» **Labeled-object pointing entries**
^^^^^^^^^^^^^^^^

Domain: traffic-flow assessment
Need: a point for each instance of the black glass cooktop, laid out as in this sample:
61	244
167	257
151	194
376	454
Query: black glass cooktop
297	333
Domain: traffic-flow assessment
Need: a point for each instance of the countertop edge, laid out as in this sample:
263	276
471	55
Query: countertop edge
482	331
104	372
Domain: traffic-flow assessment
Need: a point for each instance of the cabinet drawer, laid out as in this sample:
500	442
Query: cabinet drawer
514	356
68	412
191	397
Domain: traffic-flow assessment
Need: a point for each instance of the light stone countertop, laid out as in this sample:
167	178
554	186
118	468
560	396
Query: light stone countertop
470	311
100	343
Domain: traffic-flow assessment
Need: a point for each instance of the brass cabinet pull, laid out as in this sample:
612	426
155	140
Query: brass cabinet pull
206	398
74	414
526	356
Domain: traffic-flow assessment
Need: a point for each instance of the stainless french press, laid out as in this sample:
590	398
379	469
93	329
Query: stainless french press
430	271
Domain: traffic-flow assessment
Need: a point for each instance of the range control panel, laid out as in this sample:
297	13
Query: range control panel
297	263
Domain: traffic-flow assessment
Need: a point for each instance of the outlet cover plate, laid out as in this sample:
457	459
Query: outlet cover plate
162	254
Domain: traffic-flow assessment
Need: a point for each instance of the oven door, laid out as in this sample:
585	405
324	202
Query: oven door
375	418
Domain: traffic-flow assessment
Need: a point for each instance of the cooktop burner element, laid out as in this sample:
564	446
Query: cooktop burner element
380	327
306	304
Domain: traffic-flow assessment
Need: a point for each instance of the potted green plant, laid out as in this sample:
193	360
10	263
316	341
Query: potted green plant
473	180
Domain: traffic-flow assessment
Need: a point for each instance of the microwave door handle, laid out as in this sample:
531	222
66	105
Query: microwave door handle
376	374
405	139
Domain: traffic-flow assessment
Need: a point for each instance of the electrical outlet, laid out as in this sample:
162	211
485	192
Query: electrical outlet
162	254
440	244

^^^^^^^^^^^^^^^^

» **GOAL**
Every record should be given again exactly.

» **COMPLETED EXERCISE**
Domain: traffic-flow assessment
Need: a point for each instance of the black glass cooktop, laid out as in this sample:
61	244
167	257
151	194
376	454
Query: black glass cooktop
297	333
Domain: traffic-flow assessment
Need: a point for each instance of the countertop edge, laid out as in this sample:
263	276
471	55
Query: countertop edge
482	331
104	372
Domain: traffic-flow assessment
Need: a point for each instance of the cabinet drawer, laid out as in this sample:
500	442
Query: cabinet drawer
514	356
68	412
191	397
Domain: traffic-flow assessment
Need: a point for each instance of the light stone countertop, laid out as in this sample:
167	178
554	186
118	468
560	396
Query: light stone countertop
470	311
100	343
Domain: traffic-flow assessment
Need: a point for each instance of the brass cabinet pull, laid out as in this sample:
612	426
155	140
Query: brass cabinet pull
206	398
74	414
526	356
Domain: traffic-flow assessment
Need: a point for each instance of the stainless french press, laid out as in this sample:
590	398
379	469
93	329
Query: stainless french press
430	271
Domain: traffic-flow assessment
Need: a point for each instance of the range control panel, laid out as in this sample:
297	13
Query: range control panel
297	263
Domain: traffic-flow assessment
Need: a point for each instance of the outlet cover plate, laid out as in this sample:
457	459
Query: outlet cover plate
162	254
Domain: traffic-flow assessment
Need: a point for each instance of the oven door, laid out as in this sample:
585	405
324	202
Query: oven door
375	418
Domain: traffic-flow assessment
Need: a point for each instance of the cooktop burner element, laid out as in this sample:
564	446
Query: cooktop burner element
380	327
306	304
Domain: traffic-flow assessment
Need: a point for each instance of the potted green plant, laid out as in this sample:
193	360
10	263
316	341
Query: potted green plant
473	180
Domain: traffic-flow assessment
Need: a point for each instance of the microwave door handle, laid out as in this sample:
531	222
66	105
Query: microwave door handle
376	374
405	139
Domain: traffic-flow assessment
Need: a point for each instance of the electrical outlet, laid out as in this sample:
162	211
485	192
Query: electrical outlet
162	254
440	244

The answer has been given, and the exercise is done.